_GIVEN DATA_
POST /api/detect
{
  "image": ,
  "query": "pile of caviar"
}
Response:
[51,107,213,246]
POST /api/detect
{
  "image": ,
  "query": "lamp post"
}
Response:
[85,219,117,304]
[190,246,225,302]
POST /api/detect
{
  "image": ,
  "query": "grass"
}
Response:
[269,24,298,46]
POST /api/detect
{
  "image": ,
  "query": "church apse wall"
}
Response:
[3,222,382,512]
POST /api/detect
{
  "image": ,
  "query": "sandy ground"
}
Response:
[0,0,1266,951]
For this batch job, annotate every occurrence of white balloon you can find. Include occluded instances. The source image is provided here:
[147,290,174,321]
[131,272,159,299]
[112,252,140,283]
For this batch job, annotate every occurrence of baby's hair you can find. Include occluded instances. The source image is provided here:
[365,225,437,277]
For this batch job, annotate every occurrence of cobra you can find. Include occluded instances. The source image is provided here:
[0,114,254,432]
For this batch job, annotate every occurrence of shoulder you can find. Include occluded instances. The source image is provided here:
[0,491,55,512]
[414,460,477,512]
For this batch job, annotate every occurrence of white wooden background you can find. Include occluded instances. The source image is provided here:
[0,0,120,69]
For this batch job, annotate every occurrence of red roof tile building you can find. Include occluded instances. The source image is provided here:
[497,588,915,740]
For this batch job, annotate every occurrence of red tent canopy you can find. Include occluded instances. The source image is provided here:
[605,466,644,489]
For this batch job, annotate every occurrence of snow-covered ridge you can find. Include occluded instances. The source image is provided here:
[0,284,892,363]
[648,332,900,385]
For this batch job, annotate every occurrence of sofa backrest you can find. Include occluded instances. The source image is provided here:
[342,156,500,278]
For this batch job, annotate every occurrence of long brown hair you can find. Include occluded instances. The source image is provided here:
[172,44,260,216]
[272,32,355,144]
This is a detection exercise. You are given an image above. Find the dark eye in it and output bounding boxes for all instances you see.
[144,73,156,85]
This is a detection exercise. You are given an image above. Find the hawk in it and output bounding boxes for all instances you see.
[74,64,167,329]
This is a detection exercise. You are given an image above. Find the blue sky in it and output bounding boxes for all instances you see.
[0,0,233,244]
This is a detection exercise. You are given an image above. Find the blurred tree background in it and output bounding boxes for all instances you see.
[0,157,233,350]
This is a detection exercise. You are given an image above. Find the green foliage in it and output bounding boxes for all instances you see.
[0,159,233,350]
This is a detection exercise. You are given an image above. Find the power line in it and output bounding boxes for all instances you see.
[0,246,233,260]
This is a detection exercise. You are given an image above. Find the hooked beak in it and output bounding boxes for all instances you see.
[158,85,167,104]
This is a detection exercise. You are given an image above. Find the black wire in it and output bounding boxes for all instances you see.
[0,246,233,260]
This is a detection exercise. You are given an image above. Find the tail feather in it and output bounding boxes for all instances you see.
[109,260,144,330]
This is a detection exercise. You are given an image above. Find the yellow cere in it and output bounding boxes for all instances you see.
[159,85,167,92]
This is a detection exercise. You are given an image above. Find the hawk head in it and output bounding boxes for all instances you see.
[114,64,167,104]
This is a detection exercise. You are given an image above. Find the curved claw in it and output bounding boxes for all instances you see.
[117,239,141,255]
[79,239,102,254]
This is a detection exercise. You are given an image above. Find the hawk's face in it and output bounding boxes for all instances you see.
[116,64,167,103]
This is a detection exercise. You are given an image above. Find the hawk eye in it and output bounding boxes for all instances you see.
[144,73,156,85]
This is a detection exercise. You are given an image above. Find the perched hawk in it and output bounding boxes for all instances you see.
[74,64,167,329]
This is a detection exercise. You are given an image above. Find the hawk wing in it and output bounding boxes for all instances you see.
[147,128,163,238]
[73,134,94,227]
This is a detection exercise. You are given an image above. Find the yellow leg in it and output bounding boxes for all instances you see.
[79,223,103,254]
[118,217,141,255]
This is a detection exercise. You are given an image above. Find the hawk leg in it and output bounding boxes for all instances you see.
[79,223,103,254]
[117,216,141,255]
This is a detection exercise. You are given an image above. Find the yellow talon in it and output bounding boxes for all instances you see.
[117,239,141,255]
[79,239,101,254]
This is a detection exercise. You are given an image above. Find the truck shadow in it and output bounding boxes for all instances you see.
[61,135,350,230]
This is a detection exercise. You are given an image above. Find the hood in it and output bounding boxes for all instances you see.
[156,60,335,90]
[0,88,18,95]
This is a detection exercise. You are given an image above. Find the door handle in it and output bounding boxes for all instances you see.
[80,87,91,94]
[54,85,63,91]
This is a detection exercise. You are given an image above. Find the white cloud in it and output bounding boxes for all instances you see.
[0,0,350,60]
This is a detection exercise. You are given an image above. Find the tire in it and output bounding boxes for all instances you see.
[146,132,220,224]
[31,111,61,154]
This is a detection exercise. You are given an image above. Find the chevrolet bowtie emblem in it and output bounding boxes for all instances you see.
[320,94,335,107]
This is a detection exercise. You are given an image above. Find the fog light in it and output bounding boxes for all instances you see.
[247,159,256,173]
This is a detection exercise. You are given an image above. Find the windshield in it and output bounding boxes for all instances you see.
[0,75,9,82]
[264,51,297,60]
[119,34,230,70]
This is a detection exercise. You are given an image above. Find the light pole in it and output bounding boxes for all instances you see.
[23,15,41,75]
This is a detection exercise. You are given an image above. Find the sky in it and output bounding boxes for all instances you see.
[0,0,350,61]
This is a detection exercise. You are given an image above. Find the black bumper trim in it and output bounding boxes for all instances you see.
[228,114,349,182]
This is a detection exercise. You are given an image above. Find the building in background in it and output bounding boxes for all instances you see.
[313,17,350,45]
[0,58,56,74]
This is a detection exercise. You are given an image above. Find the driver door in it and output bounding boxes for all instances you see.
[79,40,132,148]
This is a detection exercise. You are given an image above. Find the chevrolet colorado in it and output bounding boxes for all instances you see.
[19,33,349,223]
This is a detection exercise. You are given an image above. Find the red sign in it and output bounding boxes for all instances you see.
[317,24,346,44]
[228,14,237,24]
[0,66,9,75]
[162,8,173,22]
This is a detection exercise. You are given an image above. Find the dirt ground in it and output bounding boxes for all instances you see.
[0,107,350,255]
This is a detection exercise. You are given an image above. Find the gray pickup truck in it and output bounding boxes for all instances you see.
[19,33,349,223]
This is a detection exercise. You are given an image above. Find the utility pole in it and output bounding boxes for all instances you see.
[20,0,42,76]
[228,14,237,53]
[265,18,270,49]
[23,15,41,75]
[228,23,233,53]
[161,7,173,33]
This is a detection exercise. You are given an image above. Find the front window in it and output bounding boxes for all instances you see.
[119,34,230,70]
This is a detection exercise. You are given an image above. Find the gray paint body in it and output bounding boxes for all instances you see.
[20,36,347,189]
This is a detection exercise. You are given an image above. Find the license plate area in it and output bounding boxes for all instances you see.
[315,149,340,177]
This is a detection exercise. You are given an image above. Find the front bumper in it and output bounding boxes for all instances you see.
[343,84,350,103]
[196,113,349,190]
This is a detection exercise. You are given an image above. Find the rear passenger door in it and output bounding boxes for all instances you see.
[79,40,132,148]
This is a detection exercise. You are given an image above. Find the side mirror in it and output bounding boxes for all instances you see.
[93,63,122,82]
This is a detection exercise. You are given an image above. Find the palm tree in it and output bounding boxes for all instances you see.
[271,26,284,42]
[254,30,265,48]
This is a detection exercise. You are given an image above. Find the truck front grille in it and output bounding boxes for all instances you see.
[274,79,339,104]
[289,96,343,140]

_YOUR INSTRUCTIONS_
Rewrite all of the entries above as a Markdown table with two columns, Row and Line. Put one row per line of the entries with its row number, and leave out blank lines.

_OUTPUT OF THE EXERCISE_
| Row | Line |
|---|---|
| 1 | POST /api/detect |
| 2 | { |
| 3 |   "image": , |
| 4 |   "query": "pile of caviar" |
| 5 | } |
| 6 | Response: |
| 7 | [51,107,213,246] |
| 8 | POST /api/detect |
| 9 | { |
| 10 |   "image": , |
| 11 |   "query": "lamp post" |
| 12 | } |
| 13 | Response: |
| 14 | [85,219,117,304] |
| 15 | [190,246,225,302] |
| 16 | POST /api/detect |
| 17 | { |
| 18 |   "image": , |
| 19 |   "query": "grass" |
| 20 | } |
| 21 | Response: |
| 22 | [269,24,298,46] |
| 23 | POST /api/detect |
| 24 | { |
| 25 |   "image": , |
| 26 |   "query": "church apse wall" |
| 27 | } |
| 28 | Response: |
| 29 | [3,222,382,512] |
| 30 | POST /api/detect |
| 31 | { |
| 32 |   "image": , |
| 33 |   "query": "sandy ground" |
| 34 | } |
| 35 | Response: |
| 36 | [0,0,1266,951] |
| 37 | For this batch job, annotate every occurrence of white balloon you can find. Include occluded instances. The source image is provided here: |
| 38 | [147,290,174,321] |
| 39 | [131,272,159,299] |
| 40 | [112,252,140,283] |
| 41 | For this batch job, annotate every occurrence of baby's hair you can find. Include occluded instances. The source image is provided here: |
| 42 | [365,225,437,277] |
| 43 | For this batch job, annotate every occurrence of cobra you can find. Include occluded instances. The source image is provided here: |
| 44 | [0,114,254,432] |
| 45 | For this batch job, annotate every occurrence of shoulder you can find. Include occluded instances. The source image is provided here: |
| 46 | [0,491,55,512] |
| 47 | [414,460,477,512] |
| 48 | For this batch job, annotate every occurrence of white wooden background you can find. Include occluded instances. The source image is provided here: |
| 49 | [0,0,120,69] |
| 50 | For this batch job, annotate every occurrence of red roof tile building you can find. Include occluded instances. The source image is provided here: |
| 51 | [497,588,915,740] |
| 52 | For this batch job, annotate every occurrence of red tent canopy you can find. Include occluded instances. The source image is provided here: |
| 53 | [605,466,644,489] |
| 54 | For this batch job, annotate every occurrence of snow-covered ridge you can find. Include occluded instances. The source image is provided here: |
| 55 | [0,284,892,363] |
| 56 | [648,332,900,385] |
| 57 | For this batch job, annotate every occurrence of sofa backrest you can find. Include occluded instances. The source image is provided here: |
| 58 | [342,156,500,278] |
| 59 | For this batch job, annotate every occurrence of long brown hair you can find. Include occluded instances. The source image is provided here: |
| 60 | [172,44,260,216] |
| 61 | [272,32,355,144] |
| 62 | This is a detection exercise. You are given an image above. Find the dark eye in it and output bounding boxes for all instances you see. |
| 63 | [144,73,156,85] |
| 64 | This is a detection exercise. You are given an image above. Find the hawk in it and output bounding boxes for all instances you see. |
| 65 | [74,64,167,329] |
| 66 | This is a detection exercise. You are given an image above. Find the blue sky in it and output bounding boxes for all instances you see. |
| 67 | [0,0,233,244] |
| 68 | This is a detection exercise. You are given an image above. Find the blurred tree background in it and output bounding boxes for all instances you see. |
| 69 | [0,157,233,350] |
| 70 | This is a detection exercise. You are given an image above. Find the green foliage in it and output bounding boxes for all instances you see. |
| 71 | [0,159,233,350] |
| 72 | This is a detection exercise. You are given an image above. Find the power line in it and output bounding boxes for all instances you see. |
| 73 | [0,246,233,260] |
| 74 | This is a detection exercise. You are given an image above. Find the hooked beak in it and output bounding boxes for all instances you see. |
| 75 | [158,85,167,104] |
| 76 | This is a detection exercise. You are given an image above. Find the black wire in it and output bounding boxes for all instances you see. |
| 77 | [0,246,233,260] |
| 78 | This is a detection exercise. You are given an image above. Find the tail feather in it and output bounding boxes for all instances you see. |
| 79 | [109,260,144,330] |
| 80 | This is a detection exercise. You are given an image above. Find the yellow cere in it and output bounding boxes for all instances you see. |
| 81 | [159,85,167,92] |
| 82 | This is a detection exercise. You are given an image above. Find the hawk head in it and output bounding boxes for all instances you see. |
| 83 | [114,64,167,104] |
| 84 | This is a detection exercise. You are given an image above. Find the curved claw in it and output bounding boxes for all instances you see. |
| 85 | [117,239,141,255] |
| 86 | [79,239,102,254] |
| 87 | This is a detection exercise. You are given an image above. Find the hawk's face in it and output bounding boxes for all instances you see. |
| 88 | [116,64,167,103] |
| 89 | This is a detection exercise. You are given an image above. Find the hawk eye in it and output bounding boxes for all instances you see. |
| 90 | [144,73,156,85] |
| 91 | This is a detection exercise. You are given an image above. Find the perched hawk in it and output bounding boxes for all instances you see. |
| 92 | [74,64,167,329] |
| 93 | This is a detection exercise. You are given an image above. Find the hawk wing in it and output bounding boxes for all instances you see. |
| 94 | [147,128,163,238] |
| 95 | [73,134,94,227] |
| 96 | This is a detection exercise. You are given an image above. Find the yellow leg in it and output bounding boxes for all instances you see. |
| 97 | [79,223,103,254] |
| 98 | [118,217,141,255] |
| 99 | This is a detection exercise. You are given an image above. Find the hawk leg in it and output bounding boxes for all instances you see. |
| 100 | [79,223,103,254] |
| 101 | [117,216,141,255] |
| 102 | This is a detection exercise. You are given an image above. Find the yellow talon in it and output bounding boxes for all instances you see. |
| 103 | [117,239,141,255] |
| 104 | [79,239,101,254] |
| 105 | This is a detection exercise. You are given an image above. Find the truck shadow in it and output bounding boxes for all instances you see. |
| 106 | [61,135,350,230] |
| 107 | This is a detection exercise. You are given an image above. Find the hood in it and output bounding boxes for all instances you see. |
| 108 | [156,60,335,90] |
| 109 | [0,88,18,95] |
| 110 | This is a detection exercise. You are given an image above. Find the door handle in it and output bounding boxes for all instances you see. |
| 111 | [80,87,91,94] |
| 112 | [54,85,63,91] |
| 113 | This is a detection exercise. You are given an image above. Find the white cloud in it and output bounding boxes for all instances you see. |
| 114 | [0,0,350,60] |
| 115 | This is a detection exercise. You are given an image above. Find the tire in it and output bounding boxes for all instances you see. |
| 116 | [146,132,220,224] |
| 117 | [31,111,61,154] |
| 118 | This is a detection exercise. You are given an image above. Find the chevrolet bowtie emblem in it and output bounding boxes for all instances you see. |
| 119 | [320,94,335,107] |
| 120 | This is a detection exercise. You are given an image above. Find the fog light in it and output bounding boxes for all instances you see. |
| 121 | [247,159,256,173] |
| 122 | This is a detection exercise. You are given an image above. Find the windshield in it and output bounding boxes for all instances you see. |
| 123 | [0,75,9,82] |
| 124 | [264,51,297,60] |
| 125 | [119,34,230,70] |
| 126 | This is a detection exercise. You are given an image above. Find the light pole in it and output bounding boxes for all instances you see. |
| 127 | [23,15,41,75] |
| 128 | This is a detection exercise. You are given an image above. Find the sky in it and output bounding boxes for all instances you see. |
| 129 | [0,0,350,61] |
| 130 | This is a detection exercise. You are given an image above. Find the black bumper trim in it and output bounding boxes for all instances you see. |
| 131 | [228,114,349,182] |
| 132 | This is a detection exercise. You are given an image above. Find the building in background in it and output bounding boxes for all instances you see. |
| 133 | [313,17,350,45] |
| 134 | [0,58,56,74] |
| 135 | This is a detection exercise. You are given an image above. Find the driver door in it and output bounding boxes for all instances you see. |
| 136 | [79,40,132,148] |
| 137 | This is a detection exercise. You are given an image above. Find the chevrolet colorado in it and output bounding boxes for all instances you see. |
| 138 | [19,33,349,223] |
| 139 | This is a detection exercise. You are given an image above. Find the red sign in it and output bounding boxes for all instances you see. |
| 140 | [317,24,346,44] |
| 141 | [228,14,237,24] |
| 142 | [0,66,9,75] |
| 143 | [162,8,173,22] |
| 144 | This is a detection exercise. You are given an image above. Find the dirt ground in it and output bounding boxes for all instances you see. |
| 145 | [0,107,350,255] |
| 146 | This is a detection exercise. You are given an image above. Find the gray pickup truck in it and output bounding boxes for all instances you see. |
| 147 | [19,33,349,223] |
| 148 | This is a detection exercise. You are given an image above. Find the utility pole in it and output bounding boxes for all instances you see. |
| 149 | [20,0,42,76] |
| 150 | [228,14,237,53] |
| 151 | [265,18,270,49] |
| 152 | [23,15,41,75] |
| 153 | [228,23,233,53] |
| 154 | [161,7,173,33] |
| 155 | This is a detection exercise. You are given an image above. Find the front window in it and output bounding boxes for all instances you see. |
| 156 | [119,34,230,70] |
| 157 | This is a detection exercise. You are given an image above. Find the gray paint body in it and output bounding boxes for all instances you see. |
| 158 | [20,36,347,189] |
| 159 | This is a detection exercise. You are given an image above. Find the license plate area in it and output bounding boxes for all instances you see. |
| 160 | [315,149,340,177] |
| 161 | This is a detection exercise. You are given an image above. Find the front bumper in it and output bounding boxes for all instances you see. |
| 162 | [343,84,350,103] |
| 163 | [196,113,349,190] |
| 164 | This is a detection exercise. You are given an image above. Find the rear passenger door in it and output bounding boxes for all instances you see. |
| 165 | [79,40,132,148] |
| 166 | This is a detection exercise. You are given an image above. Find the side mirror in it and output bounding boxes for all instances you see. |
| 167 | [93,63,122,82] |
| 168 | This is a detection exercise. You are given an image above. Find the palm tree in it and output bounding boxes for all instances you see. |
| 169 | [271,26,284,42] |
| 170 | [254,30,265,48] |
| 171 | This is a detection exercise. You are given an image above. Find the truck front grille in it and output bounding boxes for all instances you see. |
| 172 | [274,79,339,104] |
| 173 | [289,96,343,140] |